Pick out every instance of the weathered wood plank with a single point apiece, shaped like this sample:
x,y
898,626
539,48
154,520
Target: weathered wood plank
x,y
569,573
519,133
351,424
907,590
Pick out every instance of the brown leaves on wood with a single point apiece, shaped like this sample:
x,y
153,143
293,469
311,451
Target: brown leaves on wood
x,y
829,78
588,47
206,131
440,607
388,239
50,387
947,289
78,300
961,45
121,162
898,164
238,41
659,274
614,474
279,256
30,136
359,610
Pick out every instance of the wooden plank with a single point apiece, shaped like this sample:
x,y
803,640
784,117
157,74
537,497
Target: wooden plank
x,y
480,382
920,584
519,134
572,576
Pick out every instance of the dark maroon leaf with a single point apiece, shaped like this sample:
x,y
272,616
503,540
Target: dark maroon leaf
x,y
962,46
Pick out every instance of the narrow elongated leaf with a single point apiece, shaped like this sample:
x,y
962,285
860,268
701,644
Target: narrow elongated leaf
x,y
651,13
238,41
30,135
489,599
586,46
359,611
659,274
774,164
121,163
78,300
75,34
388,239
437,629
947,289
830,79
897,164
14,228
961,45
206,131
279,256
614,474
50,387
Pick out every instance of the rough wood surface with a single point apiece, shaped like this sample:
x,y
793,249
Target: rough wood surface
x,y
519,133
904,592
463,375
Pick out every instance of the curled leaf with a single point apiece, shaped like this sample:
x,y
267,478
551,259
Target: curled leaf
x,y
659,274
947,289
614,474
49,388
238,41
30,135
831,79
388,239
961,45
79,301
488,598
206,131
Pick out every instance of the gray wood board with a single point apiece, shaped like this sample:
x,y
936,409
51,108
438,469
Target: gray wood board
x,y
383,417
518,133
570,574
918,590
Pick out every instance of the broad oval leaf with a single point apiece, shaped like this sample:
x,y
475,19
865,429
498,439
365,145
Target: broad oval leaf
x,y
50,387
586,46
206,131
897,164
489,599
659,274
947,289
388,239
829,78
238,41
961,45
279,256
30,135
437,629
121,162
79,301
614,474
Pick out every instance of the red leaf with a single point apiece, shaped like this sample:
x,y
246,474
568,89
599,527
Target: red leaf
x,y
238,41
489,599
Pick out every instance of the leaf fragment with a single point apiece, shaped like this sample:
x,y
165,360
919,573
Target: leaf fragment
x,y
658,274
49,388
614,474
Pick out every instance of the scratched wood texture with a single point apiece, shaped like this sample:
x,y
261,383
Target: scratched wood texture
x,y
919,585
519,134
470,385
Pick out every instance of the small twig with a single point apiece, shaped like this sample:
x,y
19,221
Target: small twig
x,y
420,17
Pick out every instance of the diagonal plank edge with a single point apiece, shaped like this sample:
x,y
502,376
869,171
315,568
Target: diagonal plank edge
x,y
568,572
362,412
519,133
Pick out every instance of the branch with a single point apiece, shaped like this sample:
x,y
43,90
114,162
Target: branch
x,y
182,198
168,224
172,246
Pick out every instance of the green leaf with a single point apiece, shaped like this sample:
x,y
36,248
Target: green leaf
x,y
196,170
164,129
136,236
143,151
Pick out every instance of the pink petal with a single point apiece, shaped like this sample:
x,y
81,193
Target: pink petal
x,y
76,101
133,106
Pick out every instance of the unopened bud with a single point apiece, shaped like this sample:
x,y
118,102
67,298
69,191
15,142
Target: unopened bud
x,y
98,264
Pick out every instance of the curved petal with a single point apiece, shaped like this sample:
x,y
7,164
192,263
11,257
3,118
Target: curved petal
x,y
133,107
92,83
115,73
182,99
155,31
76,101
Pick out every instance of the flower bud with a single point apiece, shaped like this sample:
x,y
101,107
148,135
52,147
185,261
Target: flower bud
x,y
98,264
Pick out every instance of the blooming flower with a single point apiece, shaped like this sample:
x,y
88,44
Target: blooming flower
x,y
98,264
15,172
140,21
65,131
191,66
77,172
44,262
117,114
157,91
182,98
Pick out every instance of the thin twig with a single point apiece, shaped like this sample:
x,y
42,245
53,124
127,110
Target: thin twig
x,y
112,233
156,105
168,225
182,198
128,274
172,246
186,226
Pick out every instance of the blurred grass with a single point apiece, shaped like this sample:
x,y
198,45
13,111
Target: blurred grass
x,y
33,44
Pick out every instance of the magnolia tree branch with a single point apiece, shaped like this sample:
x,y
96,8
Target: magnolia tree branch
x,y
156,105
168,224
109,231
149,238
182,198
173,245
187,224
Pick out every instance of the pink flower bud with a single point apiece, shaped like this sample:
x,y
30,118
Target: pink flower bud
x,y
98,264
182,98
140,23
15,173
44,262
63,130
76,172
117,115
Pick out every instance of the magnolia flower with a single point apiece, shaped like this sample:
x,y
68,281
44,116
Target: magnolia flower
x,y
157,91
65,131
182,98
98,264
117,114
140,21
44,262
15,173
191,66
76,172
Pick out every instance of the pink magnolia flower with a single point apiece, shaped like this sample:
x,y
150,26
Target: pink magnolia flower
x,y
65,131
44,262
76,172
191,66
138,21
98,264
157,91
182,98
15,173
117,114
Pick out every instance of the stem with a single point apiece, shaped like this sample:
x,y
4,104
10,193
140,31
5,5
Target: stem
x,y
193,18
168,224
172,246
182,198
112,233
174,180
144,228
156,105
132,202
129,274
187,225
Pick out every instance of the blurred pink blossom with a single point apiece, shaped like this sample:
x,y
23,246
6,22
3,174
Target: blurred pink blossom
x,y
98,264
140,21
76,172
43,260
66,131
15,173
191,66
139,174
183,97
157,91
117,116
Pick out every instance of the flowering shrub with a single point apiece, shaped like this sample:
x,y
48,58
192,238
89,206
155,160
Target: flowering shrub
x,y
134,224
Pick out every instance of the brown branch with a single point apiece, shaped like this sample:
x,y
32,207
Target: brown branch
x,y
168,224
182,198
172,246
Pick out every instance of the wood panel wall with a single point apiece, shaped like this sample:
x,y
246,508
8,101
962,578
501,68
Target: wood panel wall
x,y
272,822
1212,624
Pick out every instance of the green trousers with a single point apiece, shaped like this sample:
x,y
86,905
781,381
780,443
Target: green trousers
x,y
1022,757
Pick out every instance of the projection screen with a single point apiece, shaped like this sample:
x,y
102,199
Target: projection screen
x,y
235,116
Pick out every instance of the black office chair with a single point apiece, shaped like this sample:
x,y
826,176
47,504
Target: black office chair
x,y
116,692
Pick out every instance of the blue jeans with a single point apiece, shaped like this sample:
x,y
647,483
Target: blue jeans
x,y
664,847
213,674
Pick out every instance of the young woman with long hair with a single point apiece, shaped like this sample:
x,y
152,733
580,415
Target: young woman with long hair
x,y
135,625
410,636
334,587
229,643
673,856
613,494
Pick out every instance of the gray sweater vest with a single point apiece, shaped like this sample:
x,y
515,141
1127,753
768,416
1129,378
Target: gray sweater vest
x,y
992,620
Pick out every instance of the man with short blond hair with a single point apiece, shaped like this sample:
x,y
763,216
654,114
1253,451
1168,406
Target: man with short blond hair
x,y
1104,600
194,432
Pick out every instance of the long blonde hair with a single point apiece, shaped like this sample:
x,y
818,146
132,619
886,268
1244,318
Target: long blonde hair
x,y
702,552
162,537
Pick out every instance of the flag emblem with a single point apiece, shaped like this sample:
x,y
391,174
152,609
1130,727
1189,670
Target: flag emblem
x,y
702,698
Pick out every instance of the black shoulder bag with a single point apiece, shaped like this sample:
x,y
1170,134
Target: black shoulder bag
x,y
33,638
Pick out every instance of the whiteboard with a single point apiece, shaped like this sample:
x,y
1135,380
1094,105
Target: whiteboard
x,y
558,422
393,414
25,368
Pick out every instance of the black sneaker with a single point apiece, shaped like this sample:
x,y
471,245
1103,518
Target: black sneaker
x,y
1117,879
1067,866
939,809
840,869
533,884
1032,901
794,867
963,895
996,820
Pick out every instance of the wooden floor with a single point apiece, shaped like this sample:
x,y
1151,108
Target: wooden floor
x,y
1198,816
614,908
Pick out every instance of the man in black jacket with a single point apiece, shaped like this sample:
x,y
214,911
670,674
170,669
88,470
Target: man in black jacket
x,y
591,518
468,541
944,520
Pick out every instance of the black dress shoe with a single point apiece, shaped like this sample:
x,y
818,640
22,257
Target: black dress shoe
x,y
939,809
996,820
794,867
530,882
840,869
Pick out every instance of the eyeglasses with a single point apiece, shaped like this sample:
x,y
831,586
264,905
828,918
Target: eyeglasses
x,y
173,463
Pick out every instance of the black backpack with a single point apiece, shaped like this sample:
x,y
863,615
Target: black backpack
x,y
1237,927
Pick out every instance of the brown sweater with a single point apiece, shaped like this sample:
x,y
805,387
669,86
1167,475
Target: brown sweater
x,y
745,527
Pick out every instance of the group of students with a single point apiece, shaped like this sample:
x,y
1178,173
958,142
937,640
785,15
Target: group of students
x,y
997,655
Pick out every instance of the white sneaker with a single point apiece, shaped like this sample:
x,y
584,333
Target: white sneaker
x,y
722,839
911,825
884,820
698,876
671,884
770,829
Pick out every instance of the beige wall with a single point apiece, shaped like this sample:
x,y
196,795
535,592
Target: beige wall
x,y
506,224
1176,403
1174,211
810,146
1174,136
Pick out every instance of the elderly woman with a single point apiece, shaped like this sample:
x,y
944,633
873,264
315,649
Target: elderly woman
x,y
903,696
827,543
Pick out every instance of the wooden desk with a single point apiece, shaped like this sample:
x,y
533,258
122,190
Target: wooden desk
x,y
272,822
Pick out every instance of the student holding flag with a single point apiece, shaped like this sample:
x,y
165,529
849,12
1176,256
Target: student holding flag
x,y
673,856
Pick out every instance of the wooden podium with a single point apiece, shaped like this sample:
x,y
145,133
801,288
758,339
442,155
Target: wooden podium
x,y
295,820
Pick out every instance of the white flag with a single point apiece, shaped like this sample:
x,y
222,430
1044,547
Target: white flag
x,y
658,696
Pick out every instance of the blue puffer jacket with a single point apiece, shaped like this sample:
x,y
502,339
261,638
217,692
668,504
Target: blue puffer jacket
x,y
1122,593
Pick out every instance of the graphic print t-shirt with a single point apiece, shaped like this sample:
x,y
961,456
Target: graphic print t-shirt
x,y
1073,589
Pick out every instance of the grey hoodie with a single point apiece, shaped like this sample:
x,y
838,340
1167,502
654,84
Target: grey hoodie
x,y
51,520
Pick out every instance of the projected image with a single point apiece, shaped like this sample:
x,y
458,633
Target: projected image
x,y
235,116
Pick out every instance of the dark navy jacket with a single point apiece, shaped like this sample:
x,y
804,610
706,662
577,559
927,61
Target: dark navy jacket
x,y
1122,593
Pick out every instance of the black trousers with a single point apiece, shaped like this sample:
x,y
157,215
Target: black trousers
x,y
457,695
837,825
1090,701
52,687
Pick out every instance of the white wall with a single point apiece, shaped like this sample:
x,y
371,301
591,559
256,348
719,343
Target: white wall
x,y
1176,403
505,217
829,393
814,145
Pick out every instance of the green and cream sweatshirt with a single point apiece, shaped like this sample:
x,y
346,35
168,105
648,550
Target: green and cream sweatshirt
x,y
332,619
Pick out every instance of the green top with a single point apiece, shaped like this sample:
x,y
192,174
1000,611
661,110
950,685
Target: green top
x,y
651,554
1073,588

__Instruction__.
Return the lines of the listing above verbatim, from the line containing "Pick out every instance of the green and" through the final line of the listing, both included.

__Exercise output__.
Pick out every instance of the green and cream sweatshirt with a single point apiece, shaped like this sample:
x,y
346,35
168,105
648,550
Target: green and cream sweatshirt
x,y
332,619
Pick out every instance of the green top with a single point apiece, shaped like this sample:
x,y
192,174
1000,611
661,110
950,685
Target: green top
x,y
651,554
1073,588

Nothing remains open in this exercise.